DATA FOR ANALYSIS =>
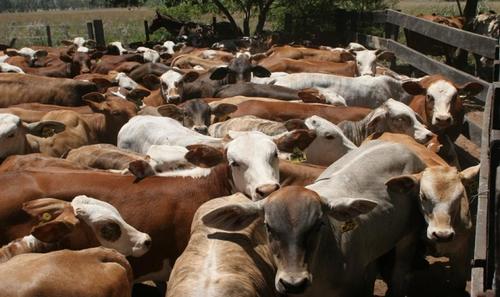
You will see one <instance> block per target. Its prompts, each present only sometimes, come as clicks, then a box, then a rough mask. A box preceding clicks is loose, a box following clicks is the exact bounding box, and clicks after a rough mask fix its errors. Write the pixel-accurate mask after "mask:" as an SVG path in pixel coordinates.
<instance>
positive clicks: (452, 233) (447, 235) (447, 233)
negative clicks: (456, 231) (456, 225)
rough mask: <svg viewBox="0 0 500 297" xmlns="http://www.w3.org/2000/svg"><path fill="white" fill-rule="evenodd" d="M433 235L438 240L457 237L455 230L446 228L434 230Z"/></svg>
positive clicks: (442, 239) (438, 240) (444, 241)
mask: <svg viewBox="0 0 500 297" xmlns="http://www.w3.org/2000/svg"><path fill="white" fill-rule="evenodd" d="M432 237H434V239H436V241H439V242H447V241H451V240H453V237H455V232H453V231H446V230H443V231H434V232H432Z"/></svg>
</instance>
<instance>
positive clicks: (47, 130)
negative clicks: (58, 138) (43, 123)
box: [42, 127, 56, 137]
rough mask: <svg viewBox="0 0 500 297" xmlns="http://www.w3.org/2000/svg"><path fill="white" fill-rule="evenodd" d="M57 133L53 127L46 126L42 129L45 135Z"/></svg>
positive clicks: (48, 136) (43, 133)
mask: <svg viewBox="0 0 500 297" xmlns="http://www.w3.org/2000/svg"><path fill="white" fill-rule="evenodd" d="M54 134H56V132H55V131H54V129H53V128H49V127H44V128H43V130H42V136H43V137H51V136H52V135H54Z"/></svg>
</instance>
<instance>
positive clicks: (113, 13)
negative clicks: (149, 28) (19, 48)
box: [0, 8, 154, 47]
mask: <svg viewBox="0 0 500 297" xmlns="http://www.w3.org/2000/svg"><path fill="white" fill-rule="evenodd" d="M153 16H154V11H152V10H150V9H142V8H141V9H133V10H128V9H123V8H116V9H114V8H113V9H93V10H74V11H41V12H27V13H1V14H0V28H2V30H0V43H7V42H8V41H9V40H10V39H11V38H13V37H17V39H18V40H17V43H16V46H18V47H19V46H24V45H30V44H31V45H45V44H46V42H47V37H46V36H47V35H46V32H45V30H46V29H45V26H46V25H50V26H51V31H52V40H53V43H54V45H55V44H58V43H59V42H60V41H61V40H63V39H68V38H72V37H75V36H85V37H87V25H86V23H87V22H89V21H92V20H94V19H102V20H103V23H104V32H105V36H106V40H107V41H109V42H111V41H115V40H121V41H123V42H132V41H139V40H144V38H145V36H144V25H143V22H144V20H151V19H152V18H153Z"/></svg>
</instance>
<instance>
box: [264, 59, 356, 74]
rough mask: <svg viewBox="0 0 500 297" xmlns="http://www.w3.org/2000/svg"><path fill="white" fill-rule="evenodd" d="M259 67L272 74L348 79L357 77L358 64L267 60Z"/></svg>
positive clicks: (349, 62) (350, 62)
mask: <svg viewBox="0 0 500 297" xmlns="http://www.w3.org/2000/svg"><path fill="white" fill-rule="evenodd" d="M259 65H261V66H264V67H266V68H267V69H268V70H269V71H271V72H287V73H300V72H313V73H328V74H336V75H342V76H348V77H354V76H356V63H355V62H352V61H348V62H344V63H337V62H328V61H314V60H295V59H289V58H283V59H276V60H267V61H265V62H262V63H260V64H259Z"/></svg>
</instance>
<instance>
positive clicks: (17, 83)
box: [0, 73, 97, 107]
mask: <svg viewBox="0 0 500 297" xmlns="http://www.w3.org/2000/svg"><path fill="white" fill-rule="evenodd" d="M96 91H97V86H96V85H95V84H94V83H91V82H85V81H76V80H71V79H65V78H50V77H41V76H35V75H27V74H12V73H3V74H2V73H0V107H8V106H10V105H13V104H20V103H29V102H38V103H47V104H56V105H67V106H80V105H84V104H85V103H84V101H83V100H82V96H83V95H85V94H87V93H90V92H96Z"/></svg>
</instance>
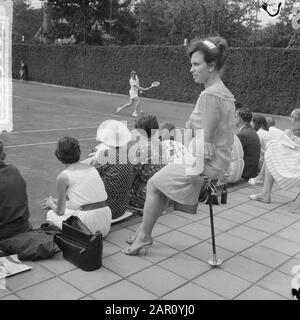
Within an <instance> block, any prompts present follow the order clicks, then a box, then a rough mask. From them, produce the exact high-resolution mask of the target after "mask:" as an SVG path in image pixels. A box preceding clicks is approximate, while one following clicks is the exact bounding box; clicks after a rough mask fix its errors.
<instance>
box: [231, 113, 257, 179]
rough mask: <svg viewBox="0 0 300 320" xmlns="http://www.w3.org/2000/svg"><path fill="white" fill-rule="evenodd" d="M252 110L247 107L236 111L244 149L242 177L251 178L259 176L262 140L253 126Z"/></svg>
mask: <svg viewBox="0 0 300 320" xmlns="http://www.w3.org/2000/svg"><path fill="white" fill-rule="evenodd" d="M251 120H252V112H251V111H250V110H249V109H248V108H245V107H242V108H239V109H237V111H236V126H237V127H238V128H239V131H238V133H237V136H238V138H239V139H240V141H241V143H242V146H243V151H244V162H245V166H244V170H243V173H242V178H244V179H246V180H249V179H250V178H254V177H256V176H257V172H258V164H259V158H260V142H259V137H258V135H257V133H256V131H255V130H254V129H253V128H252V127H251V125H250V122H251Z"/></svg>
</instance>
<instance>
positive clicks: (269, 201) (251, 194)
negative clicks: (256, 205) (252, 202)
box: [249, 194, 271, 203]
mask: <svg viewBox="0 0 300 320" xmlns="http://www.w3.org/2000/svg"><path fill="white" fill-rule="evenodd" d="M249 199H250V200H254V201H260V202H264V203H270V202H271V200H265V199H263V198H261V197H259V196H257V195H256V194H250V196H249Z"/></svg>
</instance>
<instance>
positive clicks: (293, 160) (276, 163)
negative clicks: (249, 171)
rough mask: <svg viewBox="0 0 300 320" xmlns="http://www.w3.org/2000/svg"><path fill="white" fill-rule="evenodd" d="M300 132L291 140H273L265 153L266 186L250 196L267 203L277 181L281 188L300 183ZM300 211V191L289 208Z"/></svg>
mask: <svg viewBox="0 0 300 320" xmlns="http://www.w3.org/2000/svg"><path fill="white" fill-rule="evenodd" d="M299 163H300V134H299V137H297V138H295V139H294V140H291V139H289V138H287V139H285V140H281V141H276V140H272V141H271V142H270V144H269V146H268V148H267V151H266V154H265V175H264V186H263V189H262V191H261V192H260V193H259V194H251V195H250V196H249V198H250V199H251V200H255V201H261V202H265V203H270V202H271V191H272V187H273V184H274V182H275V181H276V182H277V183H278V184H279V186H280V187H281V188H284V189H290V188H292V187H296V186H299V185H300V171H299ZM289 211H290V212H293V213H300V193H299V194H298V196H297V197H296V199H295V201H294V204H293V205H292V207H291V208H290V210H289Z"/></svg>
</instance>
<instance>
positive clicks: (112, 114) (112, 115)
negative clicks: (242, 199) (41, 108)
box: [13, 95, 131, 119]
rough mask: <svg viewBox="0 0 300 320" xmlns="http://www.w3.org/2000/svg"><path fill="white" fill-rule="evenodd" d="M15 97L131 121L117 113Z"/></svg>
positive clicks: (26, 98) (30, 98)
mask: <svg viewBox="0 0 300 320" xmlns="http://www.w3.org/2000/svg"><path fill="white" fill-rule="evenodd" d="M13 97H14V98H17V99H22V100H29V101H33V102H39V103H45V104H49V105H53V106H60V107H67V108H75V109H76V110H82V111H89V112H97V113H99V114H102V115H105V116H113V117H116V118H128V119H131V117H128V116H125V115H124V116H122V115H118V114H115V113H106V112H102V111H98V110H89V109H83V108H81V107H76V106H72V105H69V104H59V103H53V102H50V101H46V100H38V99H32V98H27V97H22V96H18V95H15V96H13Z"/></svg>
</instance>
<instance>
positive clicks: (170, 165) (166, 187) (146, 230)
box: [122, 37, 235, 255]
mask: <svg viewBox="0 0 300 320" xmlns="http://www.w3.org/2000/svg"><path fill="white" fill-rule="evenodd" d="M226 48H227V42H226V40H225V39H223V38H221V37H214V38H213V37H211V38H208V39H203V40H198V39H197V40H194V41H193V42H192V43H191V45H190V47H189V49H188V54H189V57H190V62H191V69H190V71H191V73H192V75H193V79H194V81H195V82H196V83H198V84H199V85H200V84H204V86H205V90H203V91H202V92H201V94H200V96H199V98H198V100H197V104H196V106H195V109H194V110H193V112H192V115H193V116H190V118H189V120H188V121H187V123H186V128H187V129H194V131H195V133H196V137H195V138H196V139H195V141H196V142H197V143H199V144H201V148H194V149H192V150H191V153H190V158H189V160H192V161H189V162H187V163H183V164H175V163H169V164H168V165H166V166H165V167H163V168H162V169H161V170H160V171H158V172H157V173H156V174H155V175H154V176H152V177H151V179H150V180H149V181H148V183H147V196H146V201H145V206H144V214H143V222H142V223H141V225H140V226H139V227H138V229H137V231H136V232H135V234H134V235H133V236H132V237H130V238H129V239H128V240H127V242H130V243H131V246H130V247H127V248H124V249H123V250H122V252H123V253H124V254H127V255H137V254H138V253H139V252H140V251H141V250H142V249H144V250H145V252H146V251H147V250H148V249H149V247H150V246H151V245H152V243H153V240H152V230H153V227H154V225H155V223H156V221H157V219H158V217H159V215H160V214H161V212H162V211H163V210H164V208H165V207H166V205H167V203H168V200H169V199H171V200H173V201H176V202H178V203H181V204H184V205H195V204H197V203H198V197H199V192H200V189H201V186H202V185H203V184H204V183H205V179H203V177H202V175H204V176H208V177H209V178H210V179H219V178H220V177H223V175H224V174H225V173H226V171H227V170H228V167H229V164H230V155H231V149H232V144H233V140H234V138H233V136H234V113H235V105H234V101H235V99H234V96H233V95H232V93H231V92H230V91H229V90H228V89H227V88H226V87H225V85H224V83H223V82H222V80H221V77H220V72H221V70H222V67H223V65H224V63H225V51H226ZM203 130H204V140H203V141H201V140H200V139H197V132H199V131H200V132H203ZM201 136H202V135H201ZM194 145H195V144H194ZM202 147H203V148H202ZM198 149H202V150H204V153H202V152H199V150H198Z"/></svg>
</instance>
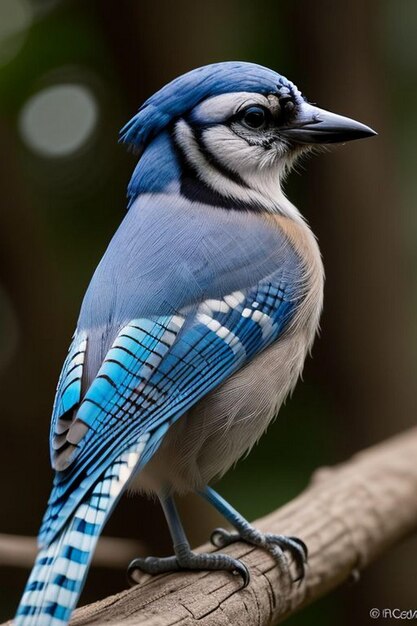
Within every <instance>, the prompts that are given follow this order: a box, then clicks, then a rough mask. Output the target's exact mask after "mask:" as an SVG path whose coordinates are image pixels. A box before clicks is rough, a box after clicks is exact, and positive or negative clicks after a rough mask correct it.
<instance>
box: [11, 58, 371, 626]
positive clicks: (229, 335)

WHAT TO DO =>
"negative" is the word to look for; copy every line of the data that has it.

RESPONSE TO THE TASK =>
negative clicks: (456, 231) (456, 225)
negative clicks: (58, 138) (43, 123)
negative clicks: (149, 28) (19, 48)
negative clicks: (256, 205) (252, 202)
negative clicks: (249, 171)
negative clicks: (242, 199) (41, 108)
Within every <instance>, the prompts that are given follow this order: a box, then clicks, then a rough mask. Output the target's exact mask after "mask:" as an SVG path whose coordinates are image pixels. A box before clicks is rough, a box after clicks is exact, and positive or negative clicks after a rough mask correct it.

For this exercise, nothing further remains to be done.